Data records ->
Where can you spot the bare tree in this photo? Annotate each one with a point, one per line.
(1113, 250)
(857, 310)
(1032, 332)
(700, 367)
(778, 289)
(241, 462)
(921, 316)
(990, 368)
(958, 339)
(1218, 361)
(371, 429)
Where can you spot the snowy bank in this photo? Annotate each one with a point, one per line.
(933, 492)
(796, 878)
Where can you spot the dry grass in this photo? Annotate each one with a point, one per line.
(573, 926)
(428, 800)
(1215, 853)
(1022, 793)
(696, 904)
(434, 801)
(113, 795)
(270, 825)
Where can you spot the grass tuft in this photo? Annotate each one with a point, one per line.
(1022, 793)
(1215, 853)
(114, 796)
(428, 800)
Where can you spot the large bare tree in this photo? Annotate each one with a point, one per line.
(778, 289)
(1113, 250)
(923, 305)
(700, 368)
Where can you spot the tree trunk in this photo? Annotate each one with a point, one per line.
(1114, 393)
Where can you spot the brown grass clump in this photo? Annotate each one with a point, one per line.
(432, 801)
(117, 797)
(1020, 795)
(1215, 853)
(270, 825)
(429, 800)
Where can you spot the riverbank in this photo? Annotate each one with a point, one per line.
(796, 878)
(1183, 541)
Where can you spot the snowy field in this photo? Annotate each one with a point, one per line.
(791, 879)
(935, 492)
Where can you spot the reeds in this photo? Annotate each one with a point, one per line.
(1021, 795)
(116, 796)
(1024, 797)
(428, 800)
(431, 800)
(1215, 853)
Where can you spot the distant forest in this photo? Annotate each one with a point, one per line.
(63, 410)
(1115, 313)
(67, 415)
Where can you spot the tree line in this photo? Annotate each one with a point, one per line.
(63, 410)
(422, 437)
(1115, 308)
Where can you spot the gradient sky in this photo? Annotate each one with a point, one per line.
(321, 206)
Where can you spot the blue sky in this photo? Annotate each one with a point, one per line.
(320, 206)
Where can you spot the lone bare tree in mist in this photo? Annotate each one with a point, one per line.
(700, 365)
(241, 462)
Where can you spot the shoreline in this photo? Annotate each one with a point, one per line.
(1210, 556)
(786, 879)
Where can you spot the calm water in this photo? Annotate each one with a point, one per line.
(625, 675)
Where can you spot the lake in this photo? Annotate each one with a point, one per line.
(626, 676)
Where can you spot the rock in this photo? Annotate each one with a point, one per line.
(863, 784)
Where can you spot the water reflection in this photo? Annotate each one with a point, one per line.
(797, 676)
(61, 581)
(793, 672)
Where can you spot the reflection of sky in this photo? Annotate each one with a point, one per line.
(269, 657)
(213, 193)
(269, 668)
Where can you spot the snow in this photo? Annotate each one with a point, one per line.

What the task requires -> Copy out the listing above without any changes, from the line that contains "Where can you spot the blue" through the end of the listing, including both of those lines.

Answer in full ->
Where can you spot the blue sky in this photo? Annotate each one with a point, one per line.
(320, 206)
Where can you spot the lone bare tree in mist in this photo? Annotate each one with a point, one per line.
(700, 365)
(241, 462)
Where can you spot the shoreline in this photo? Annotate each one with a point, one per line.
(1210, 556)
(786, 879)
Where can you spot the calm water in this photo? Annotate each one with a point, one per line.
(625, 675)
Where can you spot the lake in this photo? Annotate each one with a point, one per line.
(626, 676)
Where can you spot the rock in this photo? Annotate each one with a point, one per line.
(863, 784)
Where can you spot the water reflection in this photo? Annotate each one with a point, one per line.
(797, 676)
(61, 581)
(793, 672)
Where can you spot the reflection of sky in this photo? Annotate each one with a point, one per line.
(269, 657)
(213, 193)
(269, 668)
Where can you spot the snow in this photo? Annotate each one with a point, one per line.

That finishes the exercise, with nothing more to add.